[About this task]
The number of lines containing "asked" is the only answer wanted; work it out from the entries below.

[Source data]

* * *

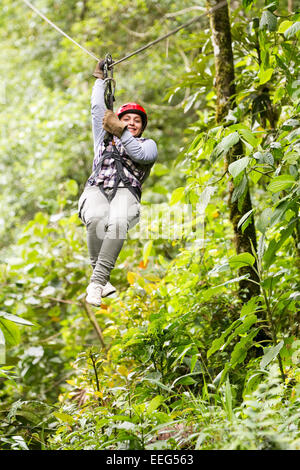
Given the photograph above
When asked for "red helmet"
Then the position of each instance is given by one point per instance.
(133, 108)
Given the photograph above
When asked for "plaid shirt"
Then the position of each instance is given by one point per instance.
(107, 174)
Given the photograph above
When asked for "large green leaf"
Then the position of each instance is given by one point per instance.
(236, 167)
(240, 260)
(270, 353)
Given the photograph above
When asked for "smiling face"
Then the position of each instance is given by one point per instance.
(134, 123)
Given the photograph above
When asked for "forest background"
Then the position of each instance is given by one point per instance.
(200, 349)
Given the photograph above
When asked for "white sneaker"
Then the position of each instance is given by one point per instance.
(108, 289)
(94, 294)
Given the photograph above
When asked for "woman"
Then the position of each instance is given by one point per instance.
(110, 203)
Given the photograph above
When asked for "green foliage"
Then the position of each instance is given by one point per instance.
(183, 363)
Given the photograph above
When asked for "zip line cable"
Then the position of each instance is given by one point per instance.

* * *

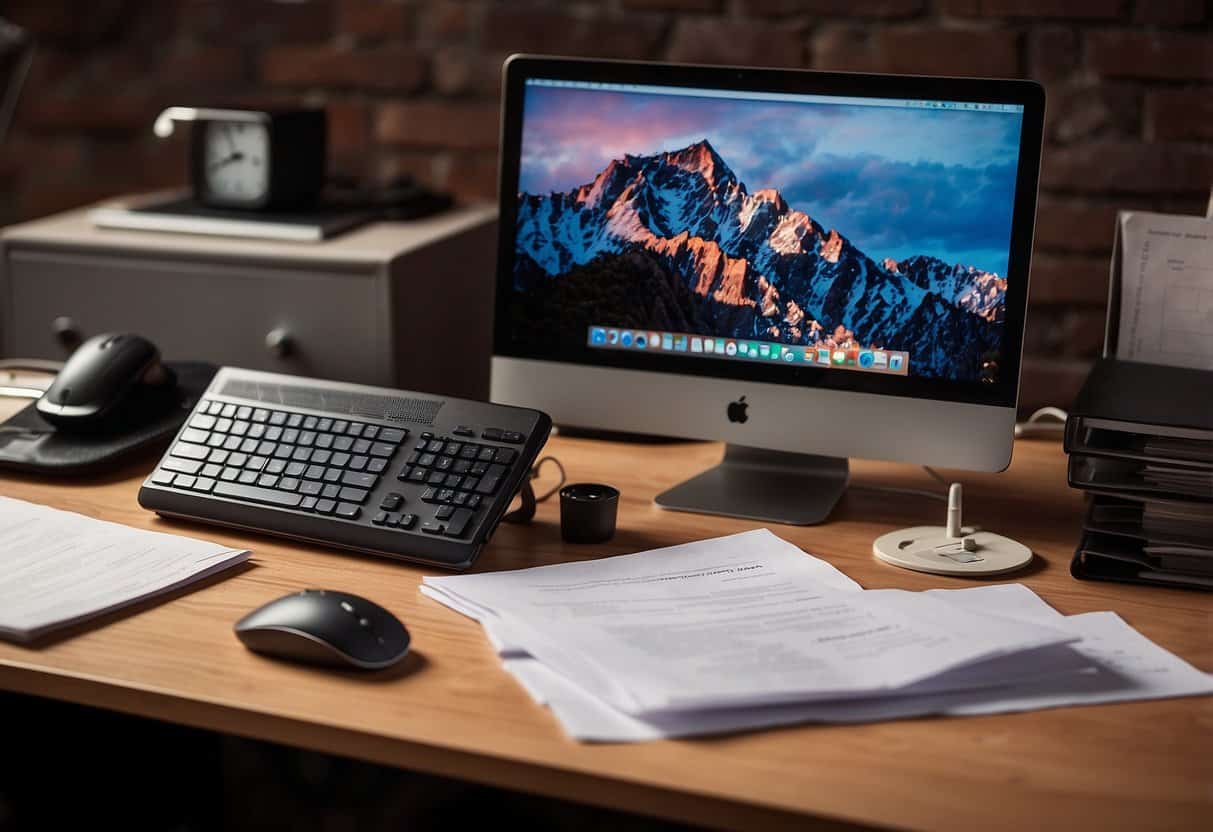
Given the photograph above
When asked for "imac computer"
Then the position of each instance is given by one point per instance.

* * *

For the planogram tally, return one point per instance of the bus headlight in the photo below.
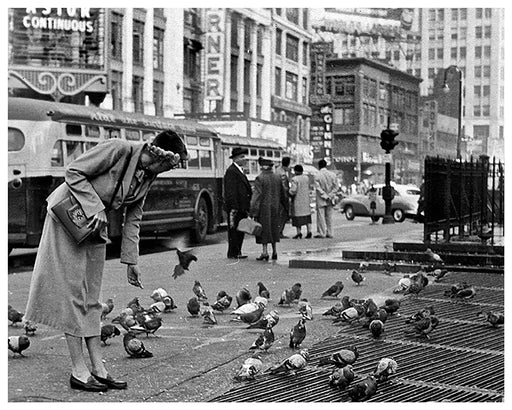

* * *

[Solved exercise]
10